提供情報:
****************************************

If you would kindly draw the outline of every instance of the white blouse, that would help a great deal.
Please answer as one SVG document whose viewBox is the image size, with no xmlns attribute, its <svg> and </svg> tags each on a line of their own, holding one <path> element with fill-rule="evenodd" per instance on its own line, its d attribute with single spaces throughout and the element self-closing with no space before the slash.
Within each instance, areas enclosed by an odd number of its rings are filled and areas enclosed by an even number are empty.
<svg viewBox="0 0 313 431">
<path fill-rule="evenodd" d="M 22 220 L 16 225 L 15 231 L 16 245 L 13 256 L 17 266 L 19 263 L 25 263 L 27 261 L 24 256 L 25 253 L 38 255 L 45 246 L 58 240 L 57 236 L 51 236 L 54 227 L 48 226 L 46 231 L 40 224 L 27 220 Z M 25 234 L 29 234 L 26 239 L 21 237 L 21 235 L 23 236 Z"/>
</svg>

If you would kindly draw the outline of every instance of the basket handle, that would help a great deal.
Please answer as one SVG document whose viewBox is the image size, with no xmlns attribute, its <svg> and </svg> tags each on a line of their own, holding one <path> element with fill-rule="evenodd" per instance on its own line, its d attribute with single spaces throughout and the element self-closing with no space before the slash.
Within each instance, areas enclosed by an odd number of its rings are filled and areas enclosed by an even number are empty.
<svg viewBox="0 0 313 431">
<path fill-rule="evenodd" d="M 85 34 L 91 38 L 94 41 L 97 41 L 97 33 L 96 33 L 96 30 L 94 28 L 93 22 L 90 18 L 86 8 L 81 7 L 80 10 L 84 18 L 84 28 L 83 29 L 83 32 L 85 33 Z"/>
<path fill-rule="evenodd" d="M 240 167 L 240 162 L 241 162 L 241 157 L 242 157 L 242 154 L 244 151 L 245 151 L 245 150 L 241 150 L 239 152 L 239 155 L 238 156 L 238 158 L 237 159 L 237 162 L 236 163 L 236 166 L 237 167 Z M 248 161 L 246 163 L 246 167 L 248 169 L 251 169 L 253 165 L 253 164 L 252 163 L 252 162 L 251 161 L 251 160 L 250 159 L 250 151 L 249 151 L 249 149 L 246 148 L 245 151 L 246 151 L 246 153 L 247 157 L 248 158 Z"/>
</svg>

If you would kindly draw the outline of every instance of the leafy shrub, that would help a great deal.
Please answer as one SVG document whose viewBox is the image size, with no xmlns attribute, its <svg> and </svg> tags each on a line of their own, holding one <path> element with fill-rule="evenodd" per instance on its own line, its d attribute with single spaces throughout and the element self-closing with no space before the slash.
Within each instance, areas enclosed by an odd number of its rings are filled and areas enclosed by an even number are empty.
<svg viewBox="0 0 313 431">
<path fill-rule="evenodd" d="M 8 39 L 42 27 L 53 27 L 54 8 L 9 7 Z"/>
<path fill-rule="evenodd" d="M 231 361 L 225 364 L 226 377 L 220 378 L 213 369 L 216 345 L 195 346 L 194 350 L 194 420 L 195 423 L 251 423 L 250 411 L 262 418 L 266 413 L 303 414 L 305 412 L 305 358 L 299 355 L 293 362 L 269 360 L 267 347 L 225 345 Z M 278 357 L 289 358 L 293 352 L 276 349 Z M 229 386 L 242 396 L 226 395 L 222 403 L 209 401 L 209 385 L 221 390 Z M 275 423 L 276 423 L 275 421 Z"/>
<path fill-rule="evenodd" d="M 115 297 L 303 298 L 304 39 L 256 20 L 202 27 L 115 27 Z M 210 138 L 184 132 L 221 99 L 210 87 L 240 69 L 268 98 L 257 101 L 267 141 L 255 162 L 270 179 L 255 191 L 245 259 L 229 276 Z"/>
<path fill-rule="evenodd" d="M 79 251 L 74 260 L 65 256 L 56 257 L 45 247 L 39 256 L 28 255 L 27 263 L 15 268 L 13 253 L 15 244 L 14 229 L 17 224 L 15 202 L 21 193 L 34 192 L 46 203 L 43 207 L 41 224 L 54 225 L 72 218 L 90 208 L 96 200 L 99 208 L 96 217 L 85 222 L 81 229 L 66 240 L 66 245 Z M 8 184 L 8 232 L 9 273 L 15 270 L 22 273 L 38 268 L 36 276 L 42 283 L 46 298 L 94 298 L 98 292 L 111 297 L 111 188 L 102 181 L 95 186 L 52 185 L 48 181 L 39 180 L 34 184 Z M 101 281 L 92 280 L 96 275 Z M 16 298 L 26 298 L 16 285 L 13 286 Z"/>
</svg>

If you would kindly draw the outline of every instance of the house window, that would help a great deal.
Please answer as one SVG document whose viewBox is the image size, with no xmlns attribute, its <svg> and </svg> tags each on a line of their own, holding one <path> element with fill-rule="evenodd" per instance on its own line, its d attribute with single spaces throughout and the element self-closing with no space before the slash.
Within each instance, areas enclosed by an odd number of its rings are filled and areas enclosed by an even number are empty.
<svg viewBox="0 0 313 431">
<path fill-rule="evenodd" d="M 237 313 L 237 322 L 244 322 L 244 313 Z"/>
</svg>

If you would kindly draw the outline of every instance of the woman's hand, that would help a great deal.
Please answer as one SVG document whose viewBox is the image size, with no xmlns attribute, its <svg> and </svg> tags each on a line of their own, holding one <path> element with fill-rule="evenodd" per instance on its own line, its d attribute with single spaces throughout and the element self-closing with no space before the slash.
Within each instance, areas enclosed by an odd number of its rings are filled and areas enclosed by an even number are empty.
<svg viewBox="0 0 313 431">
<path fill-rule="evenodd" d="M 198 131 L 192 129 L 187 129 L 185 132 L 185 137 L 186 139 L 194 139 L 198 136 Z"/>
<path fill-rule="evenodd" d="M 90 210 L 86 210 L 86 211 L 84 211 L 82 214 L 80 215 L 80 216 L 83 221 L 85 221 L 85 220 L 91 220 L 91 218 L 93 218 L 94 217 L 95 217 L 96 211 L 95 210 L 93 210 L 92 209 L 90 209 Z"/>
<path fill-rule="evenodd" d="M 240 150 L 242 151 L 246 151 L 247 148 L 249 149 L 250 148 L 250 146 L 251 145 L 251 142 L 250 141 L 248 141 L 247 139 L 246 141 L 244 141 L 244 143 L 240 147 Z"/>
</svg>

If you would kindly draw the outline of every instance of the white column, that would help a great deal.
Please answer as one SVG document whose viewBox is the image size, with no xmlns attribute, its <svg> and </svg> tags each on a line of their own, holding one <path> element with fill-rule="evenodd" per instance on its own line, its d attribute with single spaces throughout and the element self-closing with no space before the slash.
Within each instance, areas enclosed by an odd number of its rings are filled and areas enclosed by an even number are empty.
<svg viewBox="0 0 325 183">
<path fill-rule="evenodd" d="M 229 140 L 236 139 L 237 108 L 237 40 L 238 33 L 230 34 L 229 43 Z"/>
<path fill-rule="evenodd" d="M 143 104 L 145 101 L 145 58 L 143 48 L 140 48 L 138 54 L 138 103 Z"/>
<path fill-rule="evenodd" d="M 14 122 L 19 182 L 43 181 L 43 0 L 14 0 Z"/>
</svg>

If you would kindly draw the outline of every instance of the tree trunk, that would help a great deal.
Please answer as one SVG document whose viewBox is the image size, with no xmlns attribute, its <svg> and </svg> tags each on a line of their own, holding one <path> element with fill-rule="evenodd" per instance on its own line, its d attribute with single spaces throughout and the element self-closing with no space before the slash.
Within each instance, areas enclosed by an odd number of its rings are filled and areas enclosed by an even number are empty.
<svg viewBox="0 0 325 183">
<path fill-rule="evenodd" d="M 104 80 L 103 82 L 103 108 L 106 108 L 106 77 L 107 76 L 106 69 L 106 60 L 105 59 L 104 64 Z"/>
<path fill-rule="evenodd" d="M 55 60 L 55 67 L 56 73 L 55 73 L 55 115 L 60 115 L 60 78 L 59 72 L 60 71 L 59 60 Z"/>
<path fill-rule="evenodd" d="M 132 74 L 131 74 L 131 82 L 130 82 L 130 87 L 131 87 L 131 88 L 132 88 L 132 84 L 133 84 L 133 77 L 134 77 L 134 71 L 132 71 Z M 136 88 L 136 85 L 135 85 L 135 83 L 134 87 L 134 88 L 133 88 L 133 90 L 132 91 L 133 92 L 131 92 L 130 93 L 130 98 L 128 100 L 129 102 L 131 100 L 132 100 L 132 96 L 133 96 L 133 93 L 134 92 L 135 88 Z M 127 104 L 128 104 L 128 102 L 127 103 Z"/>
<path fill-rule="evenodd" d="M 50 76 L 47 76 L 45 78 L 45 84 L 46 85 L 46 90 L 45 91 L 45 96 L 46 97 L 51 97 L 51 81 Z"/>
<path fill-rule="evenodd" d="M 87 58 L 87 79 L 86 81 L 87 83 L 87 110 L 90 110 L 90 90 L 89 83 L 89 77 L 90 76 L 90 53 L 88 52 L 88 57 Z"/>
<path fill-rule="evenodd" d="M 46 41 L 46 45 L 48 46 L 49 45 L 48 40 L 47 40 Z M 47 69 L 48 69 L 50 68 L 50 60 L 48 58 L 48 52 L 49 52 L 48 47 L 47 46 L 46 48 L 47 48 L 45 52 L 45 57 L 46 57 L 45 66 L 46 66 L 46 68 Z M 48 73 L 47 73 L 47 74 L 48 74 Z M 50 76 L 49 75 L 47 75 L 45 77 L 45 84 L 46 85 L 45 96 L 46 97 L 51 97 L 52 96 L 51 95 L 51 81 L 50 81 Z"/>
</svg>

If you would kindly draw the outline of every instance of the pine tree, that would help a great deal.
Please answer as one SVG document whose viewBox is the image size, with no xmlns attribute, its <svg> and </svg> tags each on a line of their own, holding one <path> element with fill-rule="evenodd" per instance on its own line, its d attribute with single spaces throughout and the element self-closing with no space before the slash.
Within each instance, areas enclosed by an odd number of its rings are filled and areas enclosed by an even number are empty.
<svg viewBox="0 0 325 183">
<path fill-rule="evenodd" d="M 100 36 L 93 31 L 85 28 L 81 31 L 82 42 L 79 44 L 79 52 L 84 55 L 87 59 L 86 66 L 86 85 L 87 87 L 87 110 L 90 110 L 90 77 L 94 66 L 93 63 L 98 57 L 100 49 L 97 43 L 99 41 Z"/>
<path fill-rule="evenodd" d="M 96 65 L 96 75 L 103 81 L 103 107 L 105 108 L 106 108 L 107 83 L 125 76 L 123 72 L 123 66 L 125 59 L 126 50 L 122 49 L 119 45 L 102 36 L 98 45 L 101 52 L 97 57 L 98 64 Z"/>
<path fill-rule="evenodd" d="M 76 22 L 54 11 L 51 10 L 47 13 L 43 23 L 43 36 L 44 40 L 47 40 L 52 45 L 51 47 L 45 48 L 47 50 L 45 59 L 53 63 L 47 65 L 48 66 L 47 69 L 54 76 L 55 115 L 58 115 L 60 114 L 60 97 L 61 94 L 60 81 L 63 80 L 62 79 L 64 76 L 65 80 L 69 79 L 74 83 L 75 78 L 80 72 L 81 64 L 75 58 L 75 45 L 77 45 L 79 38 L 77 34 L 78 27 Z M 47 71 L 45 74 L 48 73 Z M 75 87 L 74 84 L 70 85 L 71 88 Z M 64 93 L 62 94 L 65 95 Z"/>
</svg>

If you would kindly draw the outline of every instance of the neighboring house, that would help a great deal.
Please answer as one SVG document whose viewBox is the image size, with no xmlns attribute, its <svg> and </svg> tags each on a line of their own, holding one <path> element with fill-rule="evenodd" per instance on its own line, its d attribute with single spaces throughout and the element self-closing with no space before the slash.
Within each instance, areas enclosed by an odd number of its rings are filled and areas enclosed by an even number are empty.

****************************************

課題: 上記のリストから、語「white」を含む行をすべて抜き出してください。大文字と小文字は区別します。

解答:
If you would kindly draw the outline of every instance of the white blouse, that would help a great deal.
If you would kindly draw the outline of every instance of the white column, that would help a great deal.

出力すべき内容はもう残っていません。